**What you will do**
Go through the entries below and retype them exactly, omitting each picture.

[Image point grounding data]
******************************
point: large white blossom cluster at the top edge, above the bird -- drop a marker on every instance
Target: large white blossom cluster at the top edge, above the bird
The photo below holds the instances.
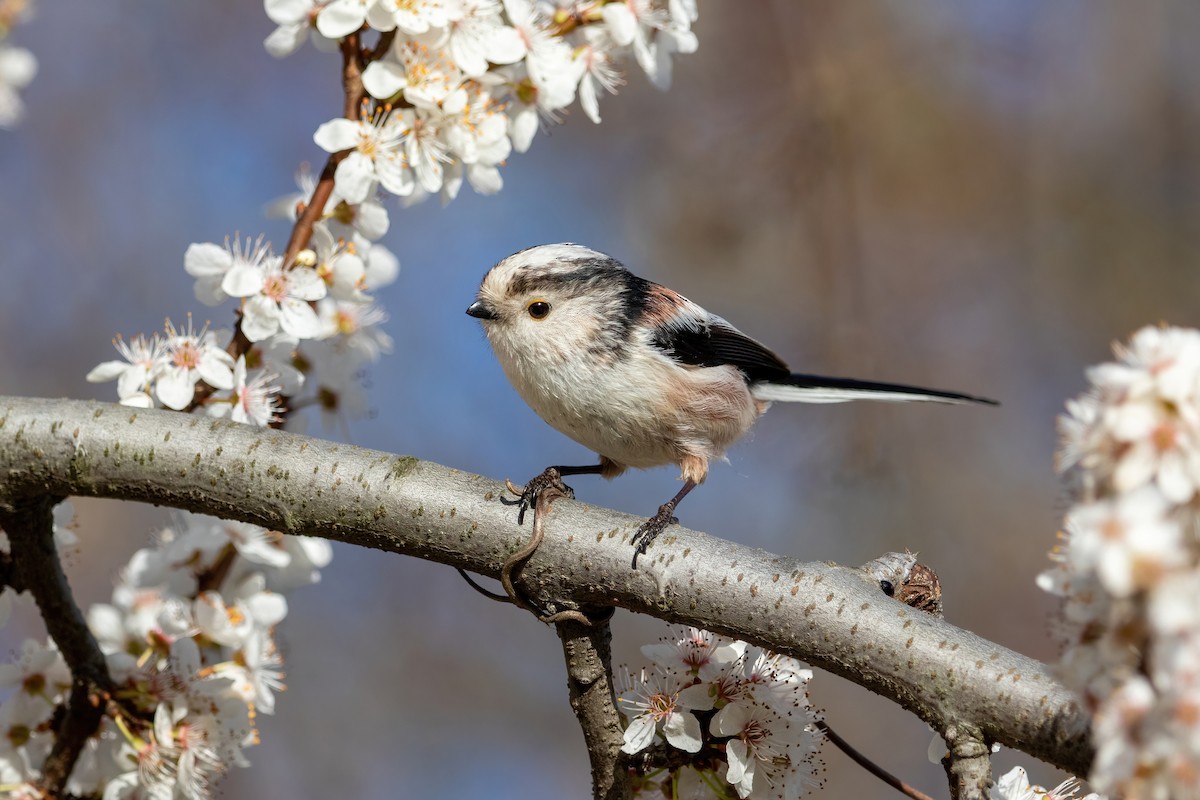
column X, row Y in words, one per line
column 464, row 83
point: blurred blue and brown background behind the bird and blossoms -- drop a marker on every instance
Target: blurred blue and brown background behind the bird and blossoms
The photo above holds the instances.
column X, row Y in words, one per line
column 974, row 196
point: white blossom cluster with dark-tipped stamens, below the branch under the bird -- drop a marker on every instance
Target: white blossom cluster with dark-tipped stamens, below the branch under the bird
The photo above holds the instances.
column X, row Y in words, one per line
column 742, row 713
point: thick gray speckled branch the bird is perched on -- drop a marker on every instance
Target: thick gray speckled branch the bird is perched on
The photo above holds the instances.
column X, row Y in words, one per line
column 832, row 617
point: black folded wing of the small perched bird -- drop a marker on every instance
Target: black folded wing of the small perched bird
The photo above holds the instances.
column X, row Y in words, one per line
column 713, row 344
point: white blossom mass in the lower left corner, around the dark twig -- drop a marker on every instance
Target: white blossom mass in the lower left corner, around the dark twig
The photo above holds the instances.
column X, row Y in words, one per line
column 190, row 643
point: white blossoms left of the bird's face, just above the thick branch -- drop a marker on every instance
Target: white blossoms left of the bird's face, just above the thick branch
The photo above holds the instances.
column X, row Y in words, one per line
column 313, row 326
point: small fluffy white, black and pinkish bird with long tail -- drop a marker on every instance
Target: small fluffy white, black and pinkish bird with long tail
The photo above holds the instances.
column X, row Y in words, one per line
column 638, row 372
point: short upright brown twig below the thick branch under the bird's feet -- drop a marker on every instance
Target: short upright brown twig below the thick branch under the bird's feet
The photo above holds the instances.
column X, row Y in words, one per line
column 587, row 649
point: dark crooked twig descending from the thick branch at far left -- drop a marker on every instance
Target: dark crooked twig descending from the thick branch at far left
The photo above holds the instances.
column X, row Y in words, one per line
column 35, row 560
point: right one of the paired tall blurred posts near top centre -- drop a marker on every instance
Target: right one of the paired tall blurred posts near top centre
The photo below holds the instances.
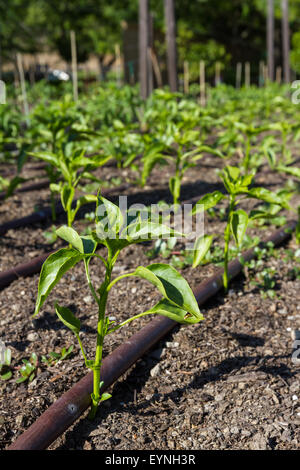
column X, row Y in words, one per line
column 171, row 44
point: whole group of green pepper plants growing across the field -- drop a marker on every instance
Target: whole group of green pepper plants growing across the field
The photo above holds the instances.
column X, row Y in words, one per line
column 244, row 129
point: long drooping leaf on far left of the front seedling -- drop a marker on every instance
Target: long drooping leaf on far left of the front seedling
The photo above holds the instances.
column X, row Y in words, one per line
column 55, row 266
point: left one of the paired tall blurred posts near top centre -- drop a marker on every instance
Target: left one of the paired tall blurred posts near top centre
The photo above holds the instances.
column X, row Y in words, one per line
column 143, row 47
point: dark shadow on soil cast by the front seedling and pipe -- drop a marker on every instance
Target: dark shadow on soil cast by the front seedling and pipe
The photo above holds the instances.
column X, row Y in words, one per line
column 124, row 391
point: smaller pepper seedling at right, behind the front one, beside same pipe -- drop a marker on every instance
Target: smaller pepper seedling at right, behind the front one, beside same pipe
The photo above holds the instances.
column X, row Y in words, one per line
column 237, row 187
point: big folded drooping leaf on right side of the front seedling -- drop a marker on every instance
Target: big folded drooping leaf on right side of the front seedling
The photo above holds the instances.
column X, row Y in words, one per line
column 171, row 285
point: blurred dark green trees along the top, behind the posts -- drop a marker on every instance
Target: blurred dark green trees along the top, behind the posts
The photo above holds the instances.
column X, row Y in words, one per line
column 225, row 30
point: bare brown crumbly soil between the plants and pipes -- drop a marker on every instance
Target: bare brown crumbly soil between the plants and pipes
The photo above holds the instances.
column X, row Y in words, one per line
column 226, row 383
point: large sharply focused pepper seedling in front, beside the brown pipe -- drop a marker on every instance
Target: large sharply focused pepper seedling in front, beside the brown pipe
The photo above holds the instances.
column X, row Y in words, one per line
column 115, row 231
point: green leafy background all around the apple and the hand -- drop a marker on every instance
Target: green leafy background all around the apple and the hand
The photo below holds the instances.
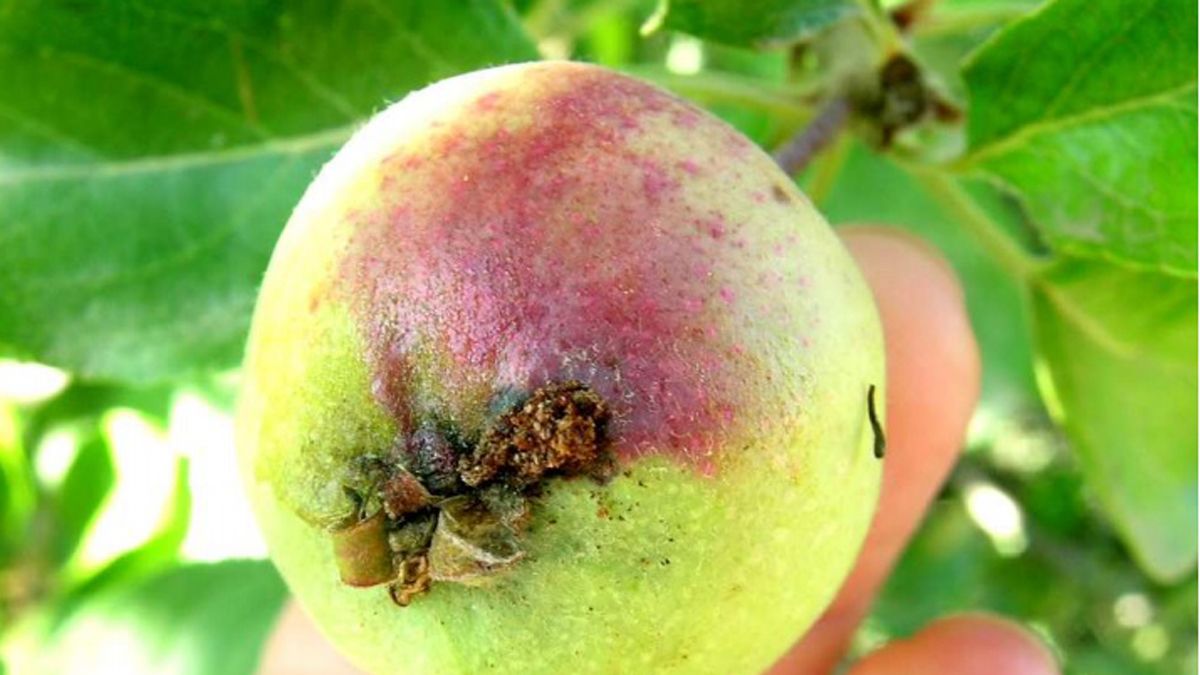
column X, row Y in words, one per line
column 143, row 183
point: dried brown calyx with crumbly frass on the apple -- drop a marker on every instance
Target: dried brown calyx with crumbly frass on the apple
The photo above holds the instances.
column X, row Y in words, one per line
column 442, row 509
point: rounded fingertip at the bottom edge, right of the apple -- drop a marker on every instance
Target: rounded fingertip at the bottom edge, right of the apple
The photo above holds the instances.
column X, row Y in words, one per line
column 974, row 644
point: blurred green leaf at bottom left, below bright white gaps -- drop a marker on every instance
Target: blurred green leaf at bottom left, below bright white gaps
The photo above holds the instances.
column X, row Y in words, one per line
column 193, row 620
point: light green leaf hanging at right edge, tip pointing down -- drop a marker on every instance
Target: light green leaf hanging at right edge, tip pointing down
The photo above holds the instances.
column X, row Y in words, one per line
column 1119, row 351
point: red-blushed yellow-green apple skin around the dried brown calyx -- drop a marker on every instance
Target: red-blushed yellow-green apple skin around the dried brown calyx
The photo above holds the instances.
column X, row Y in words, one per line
column 554, row 222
******************************
**Written answer**
point: large white blossom cluster at the top edge, above the bird -- drop a marker on every instance
Target: large white blossom cluster at the top edge, above the bird
The photo below holds the instances.
column X, row Y in words, one per line
column 464, row 83
point: blurred blue and brown background behind the bird and blossoms -- drop a marker on every instance
Target: blurred blue and brown background behind the bird and blossoms
The photo above holds the instances.
column X, row Y in words, one per line
column 974, row 196
point: white blossom cluster with dark-tipped stamens, below the branch under the bird -- drop a marker on every instance
Target: white blossom cluster with dark-tipped stamens, below the branch under the bird
The photo above holds the instances.
column X, row Y in words, one per line
column 742, row 713
point: thick gray speckled branch the bird is perched on -- drop a marker on every instance
Target: thick gray speckled branch the bird is perched on
The photo above holds the instances.
column X, row Y in words, one per line
column 832, row 617
point: black folded wing of the small perched bird -- drop a marker on every instance
Target: black folded wing of the small perched bird
The photo above holds the instances.
column X, row Y in words, one per line
column 713, row 344
point: white blossom mass in the lower left corner, around the dark twig -- drop a marker on every instance
Target: white blossom mass in the lower left corner, around the dark twig
The photo above holds the instances.
column X, row Y in words, one per line
column 190, row 643
point: white blossoms left of the bird's face, just above the thick branch -- drop a marker on every instance
Target: white blossoms left of the bird's face, just above the thick branch
The photo above holds the instances.
column X, row Y in words, one per line
column 313, row 326
point: small fluffy white, black and pinkish bird with long tail -- drop a marker on every instance
Target: small fluffy white, black and pinkish bird with long tail
The photo above holds the instances.
column X, row Y in words, one per line
column 638, row 372
point: short upright brown twig below the thick branch under the bird's feet -- drop a marker on every instance
Target: short upright brown twig below the thick branch under the bird's feet
The photo above holds the instances.
column X, row Y in words, one per line
column 587, row 649
point: dark crooked twig descending from the thick branch at far left -- drop a marker on every instance
Target: dark crooked twig descending from the thick branch at far left
The photo above holds the instances.
column X, row Y in words, one per line
column 35, row 560
point: right one of the paired tall blurred posts near top centre -- drop a marker on every instance
Target: right one of the paired tall blurred posts near top centre
The photo below holds the instances.
column X, row Y in words, one per line
column 171, row 44
point: whole group of green pepper plants growing across the field -- drop a marker on every instance
Target: whole group of green pepper plants growing across the field
The photo above holds the instances.
column X, row Y in words, one per line
column 244, row 129
point: long drooping leaf on far left of the front seedling -- drop a marker on every instance
Target: long drooping leaf on far left of the front seedling
The photo above holds the instances.
column X, row Y in words, one per line
column 55, row 266
point: left one of the paired tall blurred posts near top centre -- drop a marker on every instance
Target: left one of the paired tall blurred posts near top centre
The photo above holds the instances.
column X, row Y in words, one per line
column 143, row 47
point: dark shadow on soil cast by the front seedling and pipe -- drop a marker on every instance
Target: dark shadow on soil cast by the front seedling and pipe
The photo above holds the instances.
column X, row Y in words, one per line
column 124, row 391
point: smaller pepper seedling at right, behind the front one, beside same pipe -- drop a marker on every instance
Target: smaller pepper seedling at right, behind the front one, beside same pipe
The photo above holds the instances.
column X, row Y in words, one per line
column 237, row 187
point: big folded drooping leaf on right side of the front seedling -- drop a marker on every instance
Target: big folded drooping leaf on right side of the front seedling
The photo above holds the instances.
column X, row Y in words, one per line
column 171, row 285
point: blurred dark green trees along the top, behind the posts -- drop a marker on every instance
Target: blurred dark green trees along the top, behind the posts
The photo above holds the instances.
column X, row Y in words, one per line
column 225, row 30
point: bare brown crumbly soil between the plants and pipes -- drop a marker on every instance
Target: bare brown crumbly soil between the plants and pipes
The photo above holds the instances.
column X, row Y in words, one per line
column 226, row 383
point: large sharply focused pepper seedling in front, beside the brown pipe -- drop a marker on every instance
Target: large sharply focused pepper seedling in front, beside the brown pipe
The photo above holds the instances.
column X, row Y in words, one per line
column 115, row 231
point: green leafy background all around the apple and the hand -- drop a marker on every instance
Target: green leafy background all around the apple and the hand
The photo below holds the instances.
column X, row Y in words, one per line
column 143, row 183
point: dried brown calyx with crumbly frass on the apple -- drop a marker on every instance
Target: dried brown calyx with crumbly frass on the apple
The photo above holds the instances.
column X, row Y in words, one per line
column 442, row 509
point: rounded fingertip at the bottom edge, right of the apple -- drop a marker on every instance
Target: rounded fingertip at the bottom edge, right of the apple
The photo above holds the instances.
column X, row Y in words, one per line
column 974, row 644
point: blurred green leaf at bottom left, below bright white gaps -- drop a marker on every instance
Target: blurred green leaf at bottom left, below bright white gaps
The photo above holds the instances.
column X, row Y in words, one per line
column 193, row 620
point: light green leaf hanging at right edge, tip pointing down -- drop a marker on every instance
Target: light green leaf hanging at right edge, tip pointing down
The photo above holds the instances.
column X, row Y in words, one per line
column 1119, row 351
point: red-blushed yellow-green apple skin around the dried brown calyx -- drop a marker on every instance
Target: red-blushed yellow-green apple skin around the dried brown calyx
The photo above holds the instances.
column X, row Y in words, one per line
column 554, row 222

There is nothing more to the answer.